DATI DA USARE:
○ ○ ○ ○

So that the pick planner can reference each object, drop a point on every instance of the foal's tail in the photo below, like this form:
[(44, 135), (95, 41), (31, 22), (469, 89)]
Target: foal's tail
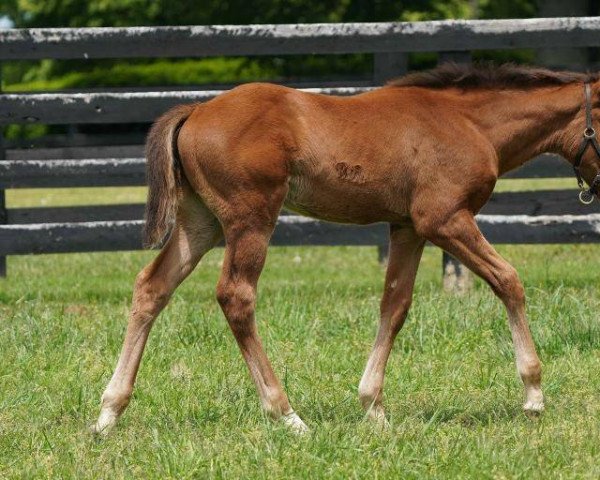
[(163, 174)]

○ ○ ○ ○

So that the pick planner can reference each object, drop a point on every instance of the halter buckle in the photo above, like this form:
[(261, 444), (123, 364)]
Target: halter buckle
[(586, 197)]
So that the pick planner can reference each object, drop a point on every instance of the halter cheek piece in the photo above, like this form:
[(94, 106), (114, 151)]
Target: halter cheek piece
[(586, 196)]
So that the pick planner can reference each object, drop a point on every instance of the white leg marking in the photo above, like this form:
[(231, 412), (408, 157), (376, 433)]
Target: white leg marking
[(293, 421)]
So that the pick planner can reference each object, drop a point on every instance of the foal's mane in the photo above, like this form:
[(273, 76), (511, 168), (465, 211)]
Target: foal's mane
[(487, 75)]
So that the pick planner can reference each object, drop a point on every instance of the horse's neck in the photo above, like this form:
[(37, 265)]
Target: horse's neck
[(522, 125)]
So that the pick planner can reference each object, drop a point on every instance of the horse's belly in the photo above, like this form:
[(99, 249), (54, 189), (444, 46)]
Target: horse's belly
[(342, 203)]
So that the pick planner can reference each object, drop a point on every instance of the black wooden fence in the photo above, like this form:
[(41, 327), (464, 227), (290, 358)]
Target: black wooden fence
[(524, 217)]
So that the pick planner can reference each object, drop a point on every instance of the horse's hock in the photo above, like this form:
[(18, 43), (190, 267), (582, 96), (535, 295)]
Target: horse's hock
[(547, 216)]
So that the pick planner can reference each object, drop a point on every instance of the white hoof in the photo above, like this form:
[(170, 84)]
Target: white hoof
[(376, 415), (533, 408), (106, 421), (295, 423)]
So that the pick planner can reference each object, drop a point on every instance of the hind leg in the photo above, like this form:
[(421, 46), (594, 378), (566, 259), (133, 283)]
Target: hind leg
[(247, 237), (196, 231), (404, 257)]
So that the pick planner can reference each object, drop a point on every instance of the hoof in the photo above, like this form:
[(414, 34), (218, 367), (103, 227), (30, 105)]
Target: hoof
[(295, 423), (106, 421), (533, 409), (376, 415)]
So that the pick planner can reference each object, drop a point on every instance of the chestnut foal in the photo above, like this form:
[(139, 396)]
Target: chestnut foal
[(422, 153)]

○ ○ ○ ○

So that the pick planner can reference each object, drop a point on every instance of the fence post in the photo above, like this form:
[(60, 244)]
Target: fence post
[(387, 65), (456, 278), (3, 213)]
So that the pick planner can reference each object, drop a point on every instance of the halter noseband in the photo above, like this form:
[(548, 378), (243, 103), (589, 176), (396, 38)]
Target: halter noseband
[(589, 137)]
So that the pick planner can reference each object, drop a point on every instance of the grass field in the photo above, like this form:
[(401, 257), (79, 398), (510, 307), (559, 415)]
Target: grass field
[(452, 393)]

○ ○ ○ ○

CONSEGNA: Disponi in un elenco numerato le righe che partono da quella con "the horse's belly" e finiscono con quella che contiene "[(524, 217)]", comprese entrambe. Salta le righe vuote.

SOLUZIONE:
1. So that the pick planner can reference each object, drop a point on every instance of the horse's belly in the photo above, like this form:
2. [(99, 249), (54, 189), (444, 46)]
3. Target: horse's belly
4. [(342, 203)]
5. So that the pick planner can reference each object, drop a point on every instance of the black wooden fence in the photo above, like this form:
6. [(41, 327), (464, 227), (290, 358)]
7. Target: black wooden fence
8. [(524, 217)]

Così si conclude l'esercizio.